#### EXERCISE PROMPT:
All of the data that appears below is to be given again precisely as written.
_ _ _ _ _ _ _
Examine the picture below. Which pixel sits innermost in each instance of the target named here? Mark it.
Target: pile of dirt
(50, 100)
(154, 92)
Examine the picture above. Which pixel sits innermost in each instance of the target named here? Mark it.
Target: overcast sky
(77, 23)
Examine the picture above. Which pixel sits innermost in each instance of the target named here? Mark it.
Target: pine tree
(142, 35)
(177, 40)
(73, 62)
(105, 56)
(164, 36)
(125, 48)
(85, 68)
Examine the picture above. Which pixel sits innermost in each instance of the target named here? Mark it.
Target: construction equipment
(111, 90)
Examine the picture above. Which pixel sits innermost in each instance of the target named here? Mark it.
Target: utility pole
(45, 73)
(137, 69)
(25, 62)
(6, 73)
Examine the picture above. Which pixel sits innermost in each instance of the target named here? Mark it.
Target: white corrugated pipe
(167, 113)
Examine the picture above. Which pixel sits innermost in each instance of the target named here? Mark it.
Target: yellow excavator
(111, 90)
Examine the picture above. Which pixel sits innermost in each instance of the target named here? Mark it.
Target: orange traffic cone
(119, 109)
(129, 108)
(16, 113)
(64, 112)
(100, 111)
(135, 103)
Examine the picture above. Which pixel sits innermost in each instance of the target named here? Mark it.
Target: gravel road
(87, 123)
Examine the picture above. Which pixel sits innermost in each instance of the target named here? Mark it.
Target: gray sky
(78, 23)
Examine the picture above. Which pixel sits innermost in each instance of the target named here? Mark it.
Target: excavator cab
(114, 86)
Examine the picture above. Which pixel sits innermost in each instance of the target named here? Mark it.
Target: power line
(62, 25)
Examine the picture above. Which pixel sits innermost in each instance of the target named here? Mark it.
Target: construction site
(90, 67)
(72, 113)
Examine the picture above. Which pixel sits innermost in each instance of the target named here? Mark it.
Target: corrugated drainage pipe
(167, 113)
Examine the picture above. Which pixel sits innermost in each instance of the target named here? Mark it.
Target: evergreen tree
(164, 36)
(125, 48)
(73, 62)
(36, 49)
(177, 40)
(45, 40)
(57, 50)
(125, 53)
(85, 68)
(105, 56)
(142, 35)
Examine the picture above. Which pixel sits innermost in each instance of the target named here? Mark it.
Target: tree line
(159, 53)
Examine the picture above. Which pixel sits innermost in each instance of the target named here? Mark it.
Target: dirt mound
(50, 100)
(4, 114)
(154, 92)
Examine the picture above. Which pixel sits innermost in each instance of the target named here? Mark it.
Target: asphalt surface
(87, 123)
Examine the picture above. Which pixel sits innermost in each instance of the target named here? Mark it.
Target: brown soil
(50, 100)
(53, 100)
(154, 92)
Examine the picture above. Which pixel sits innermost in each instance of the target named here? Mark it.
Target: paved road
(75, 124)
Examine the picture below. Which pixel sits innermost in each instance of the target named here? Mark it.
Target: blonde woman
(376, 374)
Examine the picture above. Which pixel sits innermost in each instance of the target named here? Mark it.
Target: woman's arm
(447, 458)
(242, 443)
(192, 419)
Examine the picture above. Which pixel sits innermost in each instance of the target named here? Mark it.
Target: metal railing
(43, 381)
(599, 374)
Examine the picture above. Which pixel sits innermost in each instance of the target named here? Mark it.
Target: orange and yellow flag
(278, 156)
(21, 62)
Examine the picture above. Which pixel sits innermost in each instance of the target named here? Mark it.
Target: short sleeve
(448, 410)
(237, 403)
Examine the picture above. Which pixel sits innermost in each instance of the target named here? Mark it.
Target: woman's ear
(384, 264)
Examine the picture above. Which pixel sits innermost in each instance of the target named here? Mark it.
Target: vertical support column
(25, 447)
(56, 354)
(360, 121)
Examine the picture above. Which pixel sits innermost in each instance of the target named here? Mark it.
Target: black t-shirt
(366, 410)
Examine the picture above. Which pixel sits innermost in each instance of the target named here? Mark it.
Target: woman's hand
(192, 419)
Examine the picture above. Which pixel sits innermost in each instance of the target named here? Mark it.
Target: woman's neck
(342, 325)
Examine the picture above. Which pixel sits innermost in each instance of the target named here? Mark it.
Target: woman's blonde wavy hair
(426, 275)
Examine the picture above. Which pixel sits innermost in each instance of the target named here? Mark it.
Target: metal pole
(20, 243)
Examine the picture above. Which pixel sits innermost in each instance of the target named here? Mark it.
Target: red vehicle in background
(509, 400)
_ _ _ _ _ _ _
#### EXERCISE ANSWER:
Examine the picture below. Which pixel sits innermost in each instance of the target named here? Mark it.
Target: pile of dirt
(50, 100)
(154, 92)
Examine the picture above. Which pixel sits innermost in each instance of the target named here? Mark it.
Target: overcast sky
(77, 23)
Examine the picture above. Which pixel sits innermost in each instance of the target named here? Mark it.
Target: pine tree
(142, 35)
(177, 40)
(73, 62)
(105, 56)
(164, 36)
(125, 48)
(85, 68)
Examine the picture above. Which pixel sits innermost in each instance of the target named here? Mark it.
Target: construction equipment
(111, 90)
Examine the picture above. Which pixel sits innermost in each instance of the target named here? Mark it.
Target: utility pole
(45, 73)
(137, 69)
(25, 62)
(6, 73)
Examine the picture above. Which pixel sits innermost in each instance of the target named here? Mark it.
Target: white corrugated pipe
(167, 113)
Examine the picture above. Which pixel sits innermost in each instance of the target named here? Mark it.
Target: yellow excavator
(111, 90)
Examine the picture above. Which pixel sits innermost in each instance of the target named here? Mark it.
Target: orange traffic cone
(119, 109)
(129, 108)
(16, 113)
(64, 112)
(100, 111)
(135, 103)
Examine the picture above. Which pixel sits innermost in each instance of the target named here? Mark it.
Target: gravel road
(87, 123)
Examine the picture above. Which pixel sits innermost in each instance of the target named here? Mark it.
Target: gray sky
(78, 23)
Examine the picture above. Which pixel sits innermost in each instance of the target named here? Mark it.
Target: excavator cab
(114, 86)
Examine the picture above. Which pixel sits innermost in each instance of the target named here? Mark it.
Target: power line
(62, 25)
Examine the picture above. Which pixel sits innermost in each instance of the target named here? Mark it.
Target: construction site
(90, 67)
(72, 113)
Examine the picture above. Which pixel sits innermost in each instance of the target named here? Mark it.
Target: corrugated drainage pipe
(167, 113)
Examine the picture above. Which pixel sits innermost in each instance of the target named here? Mark it.
Target: evergreen tree
(164, 36)
(125, 48)
(73, 62)
(36, 49)
(177, 40)
(45, 40)
(57, 50)
(125, 53)
(85, 68)
(105, 56)
(142, 35)
Examine the picture above. Which pixel sits innermost in each instance of the target named here? Mark it.
Target: tree line
(159, 53)
Examine the picture above. Which pixel sits innermost in each instance of the target named here? Mark it.
Target: dirt mound
(50, 100)
(4, 114)
(154, 92)
Examine the picture above. Which pixel sits innermost in each instance of the target named here? Mark it.
Target: asphalt surface
(87, 123)
Examine the picture above. Which pixel sits innermost in each instance of the target named here? Mark it.
Target: brown soil
(50, 100)
(53, 100)
(154, 92)
Examine the picture above. Which pixel sits innermost in each instance of the target named here? Mark it.
Target: paved road
(75, 124)
Examine the picture below. Which pixel sits innermost in each instance of the target named here? Mark it.
Target: blonde woman
(376, 374)
Examine the picture above. Which pixel sits innermost in each instance of the target named here? Mark it.
Target: woman's arm
(447, 458)
(242, 443)
(192, 419)
Examine the picture above. Which pixel sits innermost in each instance of the target named here? Mark it.
Target: metal railing
(43, 381)
(599, 374)
Examine the picture above. Which pixel sits innermost in each instance of the target named here? Mark it.
Target: orange and yellow flag
(278, 156)
(21, 62)
Examine the picture above. Which pixel sits innermost in each instance of the target named here? Mark it.
Target: short sleeve
(448, 410)
(237, 403)
Examine the picture above. Which pixel sits innermost in each instance of the target named here? Mark it.
Target: woman's ear
(384, 264)
Examine the picture above. Which pixel sits innermost in each instance of the target named here? Mark it.
Target: vertical support column
(25, 447)
(56, 354)
(360, 121)
Examine the picture above. Which pixel sits innermost in each instance of the target named here? Mark it.
Target: black t-shirt
(366, 410)
Examine the picture above. Which pixel sits innermost in each instance of the target named here? Mark it.
Target: woman's hand
(192, 419)
Examine the picture above. Which pixel sits innermost in each instance of the target named here? Mark it.
Target: woman's neck
(342, 325)
Examine the picture above. Which pixel sits innermost in each instance of the target named here? Mark it.
Target: woman's blonde wavy hair
(426, 275)
Examine the picture above. Which pixel sits innermost in each instance of the target named here? Mark it.
Target: metal pole
(20, 243)
Examine the picture above. Which pixel sits innermost in each instance of the target named here? Mark it.
Target: red vehicle in background
(509, 400)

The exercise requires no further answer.